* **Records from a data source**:
────────────────────────────────────────
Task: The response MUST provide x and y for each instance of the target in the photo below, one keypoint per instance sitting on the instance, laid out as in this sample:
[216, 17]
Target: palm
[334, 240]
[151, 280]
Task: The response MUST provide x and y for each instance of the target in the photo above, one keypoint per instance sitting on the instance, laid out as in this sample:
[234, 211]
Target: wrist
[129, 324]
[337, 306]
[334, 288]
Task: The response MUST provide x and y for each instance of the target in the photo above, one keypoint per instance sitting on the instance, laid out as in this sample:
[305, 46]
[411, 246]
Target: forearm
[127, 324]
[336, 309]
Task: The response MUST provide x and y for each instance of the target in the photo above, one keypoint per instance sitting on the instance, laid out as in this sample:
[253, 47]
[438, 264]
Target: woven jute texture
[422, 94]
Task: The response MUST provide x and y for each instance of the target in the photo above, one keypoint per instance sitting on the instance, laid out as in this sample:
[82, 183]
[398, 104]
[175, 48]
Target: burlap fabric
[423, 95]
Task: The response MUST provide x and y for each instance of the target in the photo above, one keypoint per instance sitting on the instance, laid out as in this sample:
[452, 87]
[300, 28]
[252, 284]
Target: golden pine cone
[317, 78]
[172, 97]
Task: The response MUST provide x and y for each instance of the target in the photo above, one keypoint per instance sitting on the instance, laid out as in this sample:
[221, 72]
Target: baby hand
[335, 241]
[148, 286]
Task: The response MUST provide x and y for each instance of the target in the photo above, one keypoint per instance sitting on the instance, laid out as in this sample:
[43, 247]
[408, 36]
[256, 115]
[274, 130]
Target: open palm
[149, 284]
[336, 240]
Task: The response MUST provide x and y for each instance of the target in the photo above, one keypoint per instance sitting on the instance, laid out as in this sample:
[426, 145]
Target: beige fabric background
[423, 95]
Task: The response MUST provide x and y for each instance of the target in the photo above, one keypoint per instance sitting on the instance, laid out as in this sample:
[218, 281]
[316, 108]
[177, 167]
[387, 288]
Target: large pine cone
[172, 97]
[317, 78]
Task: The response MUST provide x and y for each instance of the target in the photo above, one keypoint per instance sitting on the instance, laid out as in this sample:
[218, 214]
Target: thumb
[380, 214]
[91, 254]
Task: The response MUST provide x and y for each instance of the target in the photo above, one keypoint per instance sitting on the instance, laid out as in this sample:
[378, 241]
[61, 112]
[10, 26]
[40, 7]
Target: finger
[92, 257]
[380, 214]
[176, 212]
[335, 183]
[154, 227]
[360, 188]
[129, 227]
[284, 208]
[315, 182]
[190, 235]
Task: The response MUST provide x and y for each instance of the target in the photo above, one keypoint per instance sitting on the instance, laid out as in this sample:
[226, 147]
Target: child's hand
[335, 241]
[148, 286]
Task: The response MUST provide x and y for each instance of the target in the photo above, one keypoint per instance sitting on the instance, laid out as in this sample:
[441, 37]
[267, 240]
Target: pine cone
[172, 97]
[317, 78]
────────────────────────────────────────
* **AIM**:
Please output every record, keeping each line exact.

* **REPLY TO THE EXERCISE**:
Task: The response MUST provide x and y for each instance of the target in the photo below, one keypoint per instance sitting on the instance, laid out as in this sample:
[216, 17]
Target: palm
[334, 240]
[151, 280]
Task: The response MUST provide x and y for each instance of the target in the photo above, one keypoint per instance sitting on the instance, laid out as in this sample:
[234, 211]
Target: wrist
[129, 324]
[337, 306]
[334, 288]
Task: The response MUST provide x and y for each instance of the target in the photo above, one keypoint per instance sitting on the instance, laid out as in this sample:
[305, 46]
[411, 246]
Target: forearm
[127, 324]
[336, 309]
Task: The response MUST provide x and y for each instance of the target in the photo above, one keypoint per instance sitting on the instance, laid out as in this sample:
[253, 47]
[438, 264]
Target: woven jute texture
[422, 94]
Task: The response MUST provide x and y for each instance of the target in the photo above, one keypoint per instance sitting on the instance, laid out as in this sample:
[82, 183]
[398, 104]
[175, 48]
Target: burlap fabric
[423, 95]
Task: The response MUST provide x and y for each instance of the target in the photo above, one keypoint per instance sitting on the instance, laid out as in this sample:
[452, 87]
[300, 28]
[252, 284]
Target: golden pine cone
[317, 78]
[172, 97]
Task: The response MUST provide x and y for each instance of the target in the photo above, one keypoint per instance sitting on the instance, laid out as in this sample:
[221, 72]
Target: baby hand
[335, 241]
[148, 286]
Task: The response MUST provide x and y for each instance of the target in the photo above, one keypoint per instance sitting on the instance, laid out as in this sample:
[43, 247]
[408, 36]
[256, 115]
[274, 130]
Target: open palm
[149, 284]
[336, 240]
Task: The response MUST provide x and y for each instance of the target in the photo above, one keypoint per instance sitting on the instance, laid out as in this sample:
[426, 145]
Target: beige fabric background
[423, 95]
Task: The response MUST provide x and y for each instance of the target in the photo above, one keypoint per instance sitting on the instance, laid out as in this sample:
[218, 281]
[316, 108]
[177, 167]
[387, 288]
Target: large pine cone
[172, 97]
[317, 78]
Task: The response MUST provide x and y for each instance of the target in the photo above, one keypoint per instance sitting on the instance, laid out as in this sample:
[218, 214]
Target: thumb
[380, 214]
[91, 254]
Task: The response MUST provide x and y for each instance of the target in the photo above, one keypoint per instance sitting on the instance, laid out as in this sample:
[378, 241]
[61, 112]
[10, 26]
[40, 7]
Target: finger
[92, 257]
[380, 214]
[176, 212]
[335, 183]
[154, 227]
[360, 188]
[129, 227]
[284, 208]
[315, 182]
[190, 235]
Task: The response MUST provide x and y for each instance of the target in the photo above, one keypoint per instance sitting on the instance, laid out as in this sample:
[226, 147]
Target: child's hand
[335, 241]
[148, 286]
Task: The response MUST provide x and y for each instance of the target in the photo above, one keypoint per instance sitting on the instance, laid out as in this sample:
[441, 37]
[267, 240]
Target: pine cone
[172, 97]
[317, 78]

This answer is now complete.